THE TASK:
Could you rewrite only the stretch of the material below from the line containing "Record the location of each instance of the ripped" through the line containing "(1290, 795)", keeping the requests as they are but multiplying every coordinate in the answers by 2.3 and rounding each result to a whole number, halves up?
* Begin *
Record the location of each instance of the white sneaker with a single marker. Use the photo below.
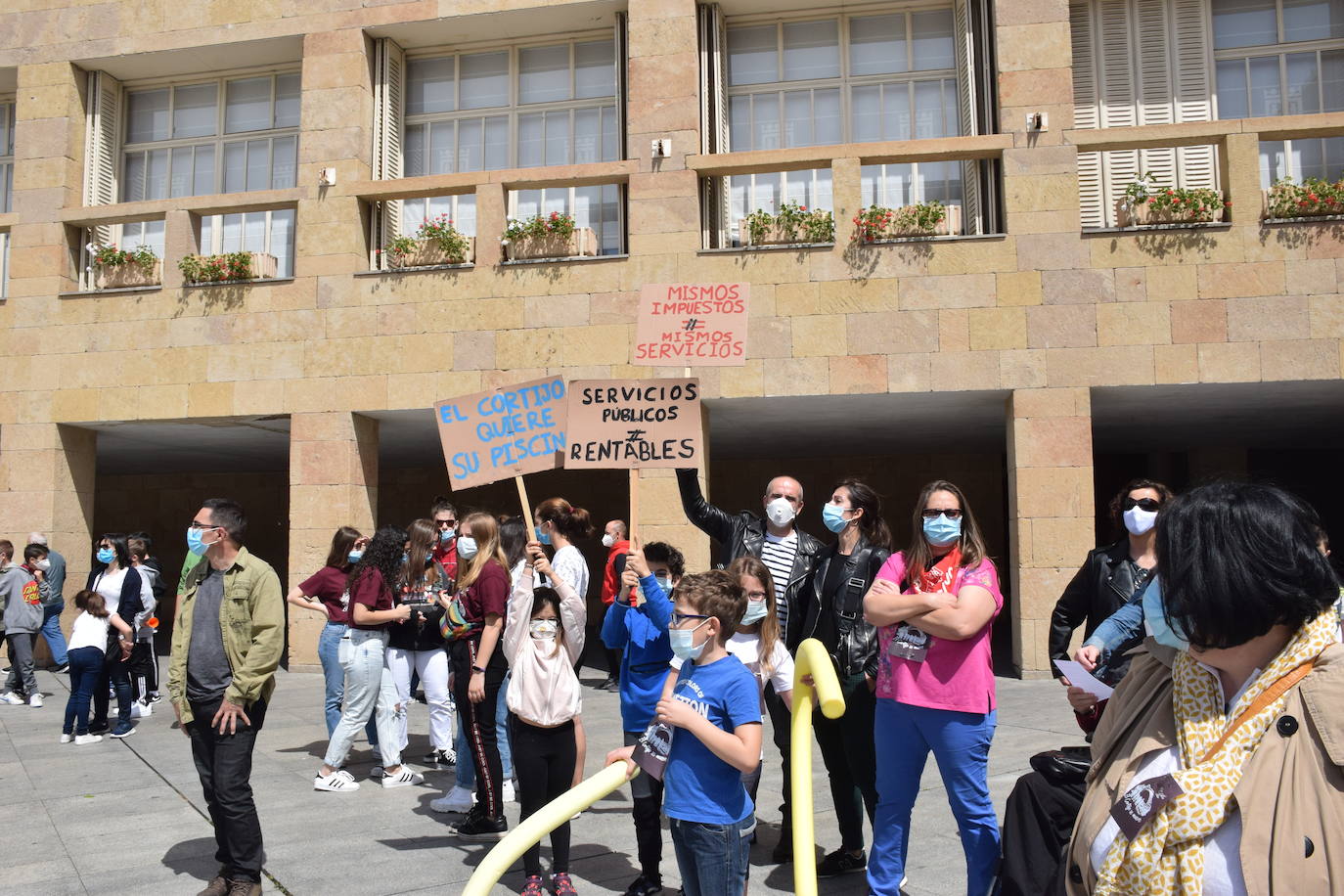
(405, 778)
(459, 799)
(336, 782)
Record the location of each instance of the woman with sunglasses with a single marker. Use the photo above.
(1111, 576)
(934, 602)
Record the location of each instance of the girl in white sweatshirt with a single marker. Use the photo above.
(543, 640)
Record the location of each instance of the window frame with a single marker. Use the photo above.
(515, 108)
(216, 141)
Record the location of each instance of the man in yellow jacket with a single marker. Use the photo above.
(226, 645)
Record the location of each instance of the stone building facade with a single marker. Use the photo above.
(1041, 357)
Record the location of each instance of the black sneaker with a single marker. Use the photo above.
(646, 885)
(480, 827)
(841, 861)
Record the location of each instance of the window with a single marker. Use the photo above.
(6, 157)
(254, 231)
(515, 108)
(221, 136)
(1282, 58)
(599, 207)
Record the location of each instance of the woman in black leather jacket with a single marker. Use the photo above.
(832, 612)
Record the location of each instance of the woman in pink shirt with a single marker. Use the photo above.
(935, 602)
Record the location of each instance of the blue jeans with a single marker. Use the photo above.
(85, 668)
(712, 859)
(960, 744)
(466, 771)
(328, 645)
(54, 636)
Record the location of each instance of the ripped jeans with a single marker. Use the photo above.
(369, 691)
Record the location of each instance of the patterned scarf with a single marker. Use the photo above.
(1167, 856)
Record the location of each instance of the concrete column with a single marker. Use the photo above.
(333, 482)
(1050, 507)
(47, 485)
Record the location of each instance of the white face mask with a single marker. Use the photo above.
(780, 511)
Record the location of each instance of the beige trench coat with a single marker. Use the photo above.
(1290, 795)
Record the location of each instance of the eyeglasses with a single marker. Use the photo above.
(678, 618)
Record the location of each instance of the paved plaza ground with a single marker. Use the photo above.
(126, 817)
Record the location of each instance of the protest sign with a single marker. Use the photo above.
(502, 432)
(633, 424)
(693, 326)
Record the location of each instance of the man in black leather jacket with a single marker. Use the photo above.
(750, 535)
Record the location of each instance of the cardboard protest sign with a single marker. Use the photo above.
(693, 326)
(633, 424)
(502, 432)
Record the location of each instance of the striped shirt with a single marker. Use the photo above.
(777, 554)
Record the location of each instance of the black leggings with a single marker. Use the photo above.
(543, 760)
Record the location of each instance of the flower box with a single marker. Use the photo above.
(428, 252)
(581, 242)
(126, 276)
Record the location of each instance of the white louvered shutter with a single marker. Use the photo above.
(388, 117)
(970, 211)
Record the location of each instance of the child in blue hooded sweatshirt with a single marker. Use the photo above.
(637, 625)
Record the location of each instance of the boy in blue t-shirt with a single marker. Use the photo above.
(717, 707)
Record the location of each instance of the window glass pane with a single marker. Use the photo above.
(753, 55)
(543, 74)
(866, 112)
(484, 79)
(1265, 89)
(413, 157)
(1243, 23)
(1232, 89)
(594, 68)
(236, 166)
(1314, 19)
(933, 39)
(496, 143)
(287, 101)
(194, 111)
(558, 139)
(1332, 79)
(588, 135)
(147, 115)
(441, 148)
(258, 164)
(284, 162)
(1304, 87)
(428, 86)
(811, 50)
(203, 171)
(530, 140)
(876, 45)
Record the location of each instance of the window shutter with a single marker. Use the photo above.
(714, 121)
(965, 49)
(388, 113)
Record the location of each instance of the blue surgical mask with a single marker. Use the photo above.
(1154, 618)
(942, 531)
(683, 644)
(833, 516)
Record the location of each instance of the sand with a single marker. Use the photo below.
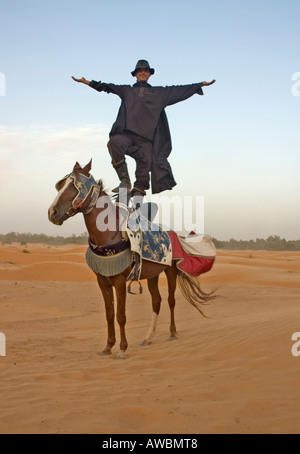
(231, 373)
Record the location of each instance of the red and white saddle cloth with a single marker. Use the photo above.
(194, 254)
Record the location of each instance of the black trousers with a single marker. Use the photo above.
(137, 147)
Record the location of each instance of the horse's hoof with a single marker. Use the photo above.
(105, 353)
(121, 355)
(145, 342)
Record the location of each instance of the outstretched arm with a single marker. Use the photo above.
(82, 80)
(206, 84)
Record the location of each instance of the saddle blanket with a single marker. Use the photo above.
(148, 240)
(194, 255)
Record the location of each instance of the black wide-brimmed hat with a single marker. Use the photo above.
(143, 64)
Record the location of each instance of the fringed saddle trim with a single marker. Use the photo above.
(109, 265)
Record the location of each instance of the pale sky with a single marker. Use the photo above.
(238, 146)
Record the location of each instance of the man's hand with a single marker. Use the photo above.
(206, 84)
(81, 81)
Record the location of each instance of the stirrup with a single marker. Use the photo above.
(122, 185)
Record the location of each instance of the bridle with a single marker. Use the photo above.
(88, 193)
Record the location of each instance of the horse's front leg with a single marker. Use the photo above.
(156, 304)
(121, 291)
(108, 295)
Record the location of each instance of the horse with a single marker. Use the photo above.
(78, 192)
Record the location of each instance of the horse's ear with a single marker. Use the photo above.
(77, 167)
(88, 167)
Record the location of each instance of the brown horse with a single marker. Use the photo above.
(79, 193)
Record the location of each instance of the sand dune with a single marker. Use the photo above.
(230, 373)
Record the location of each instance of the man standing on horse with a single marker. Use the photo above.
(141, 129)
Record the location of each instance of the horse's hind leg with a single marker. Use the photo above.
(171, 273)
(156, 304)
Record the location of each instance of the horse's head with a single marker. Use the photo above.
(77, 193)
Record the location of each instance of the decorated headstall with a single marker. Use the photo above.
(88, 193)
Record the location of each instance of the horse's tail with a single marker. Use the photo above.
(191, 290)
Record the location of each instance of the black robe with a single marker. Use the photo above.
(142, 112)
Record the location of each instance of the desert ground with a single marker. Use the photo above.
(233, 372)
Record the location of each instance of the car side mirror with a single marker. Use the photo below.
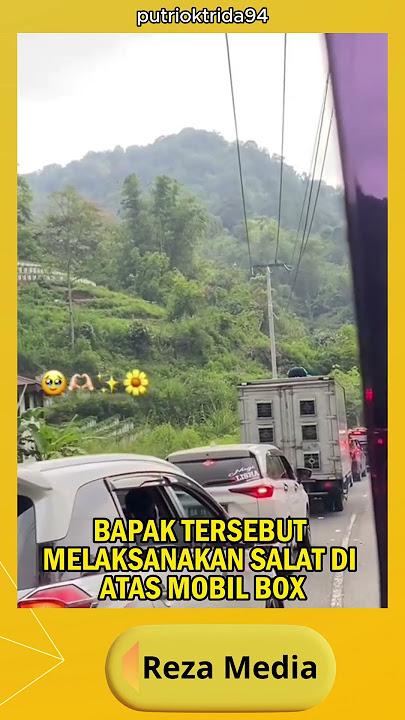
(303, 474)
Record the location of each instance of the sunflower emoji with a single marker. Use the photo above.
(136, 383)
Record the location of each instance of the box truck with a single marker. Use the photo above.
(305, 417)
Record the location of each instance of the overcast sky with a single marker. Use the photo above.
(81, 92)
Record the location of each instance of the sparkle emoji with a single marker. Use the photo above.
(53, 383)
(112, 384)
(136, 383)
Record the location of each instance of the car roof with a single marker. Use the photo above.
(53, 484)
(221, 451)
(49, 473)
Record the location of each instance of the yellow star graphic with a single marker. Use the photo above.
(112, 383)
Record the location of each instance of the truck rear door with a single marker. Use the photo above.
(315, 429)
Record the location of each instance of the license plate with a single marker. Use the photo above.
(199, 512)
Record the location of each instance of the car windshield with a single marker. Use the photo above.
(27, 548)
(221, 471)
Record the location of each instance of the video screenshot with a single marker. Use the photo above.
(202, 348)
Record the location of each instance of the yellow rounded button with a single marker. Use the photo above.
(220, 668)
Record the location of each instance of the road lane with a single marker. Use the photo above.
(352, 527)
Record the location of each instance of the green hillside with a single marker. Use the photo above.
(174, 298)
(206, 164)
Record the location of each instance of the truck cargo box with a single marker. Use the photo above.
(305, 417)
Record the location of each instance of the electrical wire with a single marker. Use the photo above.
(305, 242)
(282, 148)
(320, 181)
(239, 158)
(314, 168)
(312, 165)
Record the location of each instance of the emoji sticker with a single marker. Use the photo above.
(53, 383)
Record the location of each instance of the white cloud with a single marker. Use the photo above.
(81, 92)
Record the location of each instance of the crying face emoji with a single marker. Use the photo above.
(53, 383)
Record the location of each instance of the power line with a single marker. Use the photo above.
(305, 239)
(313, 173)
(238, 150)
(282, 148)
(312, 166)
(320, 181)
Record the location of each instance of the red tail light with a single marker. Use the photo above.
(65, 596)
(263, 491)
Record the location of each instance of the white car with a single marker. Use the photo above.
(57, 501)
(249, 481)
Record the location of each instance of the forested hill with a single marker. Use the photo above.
* End *
COMPLETE ANSWER:
Record the location of each instance of the ripped jeans with a single marker. Use the photo above.
(849, 1589)
Record the location of each instance of the patterned scarf with a single marker. Use the photo above.
(2684, 1969)
Record the location of each instance of the concrete column with a single marker. Use the photo above.
(766, 1109)
(2415, 1166)
(108, 1116)
Record the location of each instance of the white face mask with a single marker. Use the photo above.
(1794, 1175)
Record the location of each instance of the beige trench coat with a single marker. Use the photo above.
(2967, 1829)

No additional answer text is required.